<<<<
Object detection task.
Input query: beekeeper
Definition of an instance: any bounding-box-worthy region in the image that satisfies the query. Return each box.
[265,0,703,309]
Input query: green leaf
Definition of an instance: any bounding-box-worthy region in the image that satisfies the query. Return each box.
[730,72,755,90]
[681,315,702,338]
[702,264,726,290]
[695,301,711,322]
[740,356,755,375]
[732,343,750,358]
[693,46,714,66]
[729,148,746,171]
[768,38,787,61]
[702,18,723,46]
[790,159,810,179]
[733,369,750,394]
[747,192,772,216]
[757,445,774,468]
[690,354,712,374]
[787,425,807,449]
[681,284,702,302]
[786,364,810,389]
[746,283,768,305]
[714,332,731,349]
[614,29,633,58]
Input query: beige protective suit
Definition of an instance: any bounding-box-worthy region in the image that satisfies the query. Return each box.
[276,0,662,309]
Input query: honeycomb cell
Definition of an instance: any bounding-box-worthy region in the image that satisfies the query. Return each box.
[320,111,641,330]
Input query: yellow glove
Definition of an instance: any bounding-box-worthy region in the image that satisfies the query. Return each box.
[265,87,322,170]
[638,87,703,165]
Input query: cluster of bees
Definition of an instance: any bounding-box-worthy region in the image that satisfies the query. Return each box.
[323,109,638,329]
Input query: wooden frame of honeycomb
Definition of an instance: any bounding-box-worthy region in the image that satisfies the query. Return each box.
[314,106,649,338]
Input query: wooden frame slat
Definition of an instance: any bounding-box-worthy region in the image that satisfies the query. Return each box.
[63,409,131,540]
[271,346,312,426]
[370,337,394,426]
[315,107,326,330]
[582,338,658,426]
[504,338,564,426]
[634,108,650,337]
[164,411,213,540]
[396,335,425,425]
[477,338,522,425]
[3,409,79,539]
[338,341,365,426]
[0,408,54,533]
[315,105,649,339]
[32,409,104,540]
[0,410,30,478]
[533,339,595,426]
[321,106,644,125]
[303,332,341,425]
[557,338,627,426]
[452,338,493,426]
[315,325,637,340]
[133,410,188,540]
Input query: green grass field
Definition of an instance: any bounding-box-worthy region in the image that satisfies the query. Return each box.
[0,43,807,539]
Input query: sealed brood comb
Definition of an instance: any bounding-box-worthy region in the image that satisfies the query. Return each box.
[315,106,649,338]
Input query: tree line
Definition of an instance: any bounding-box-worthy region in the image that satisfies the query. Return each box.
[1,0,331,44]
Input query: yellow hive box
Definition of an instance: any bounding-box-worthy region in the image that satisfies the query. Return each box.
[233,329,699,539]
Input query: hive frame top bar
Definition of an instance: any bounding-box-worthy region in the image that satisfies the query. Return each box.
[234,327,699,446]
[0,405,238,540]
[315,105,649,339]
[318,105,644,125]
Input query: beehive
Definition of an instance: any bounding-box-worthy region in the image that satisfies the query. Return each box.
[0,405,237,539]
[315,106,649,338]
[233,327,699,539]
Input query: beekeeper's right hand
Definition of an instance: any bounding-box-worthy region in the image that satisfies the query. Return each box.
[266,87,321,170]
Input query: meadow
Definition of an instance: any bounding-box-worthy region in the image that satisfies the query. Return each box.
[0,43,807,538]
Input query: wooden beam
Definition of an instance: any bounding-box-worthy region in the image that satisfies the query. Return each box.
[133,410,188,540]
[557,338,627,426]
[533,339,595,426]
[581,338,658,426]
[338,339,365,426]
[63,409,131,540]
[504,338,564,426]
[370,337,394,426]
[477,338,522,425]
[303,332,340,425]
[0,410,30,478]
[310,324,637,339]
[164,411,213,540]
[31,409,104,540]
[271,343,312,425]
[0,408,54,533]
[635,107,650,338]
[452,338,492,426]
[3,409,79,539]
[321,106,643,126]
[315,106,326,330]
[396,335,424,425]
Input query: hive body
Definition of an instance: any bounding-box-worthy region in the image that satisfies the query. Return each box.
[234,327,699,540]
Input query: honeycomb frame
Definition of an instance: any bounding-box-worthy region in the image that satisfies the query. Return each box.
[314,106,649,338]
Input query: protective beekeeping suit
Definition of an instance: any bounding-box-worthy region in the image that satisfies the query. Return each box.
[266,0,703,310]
>>>>
## Task
Only the lines from the first line of the records through the line with "Input query: green leaf" should be reproduced, exactly and with nothing added.

## Exercise output
Object detection task.
Input query: beekeeper
Definition of an instance: any bounding-box-worthy region in the image that satisfies the query. Return each box.
[265,0,703,309]
Input query: green leaf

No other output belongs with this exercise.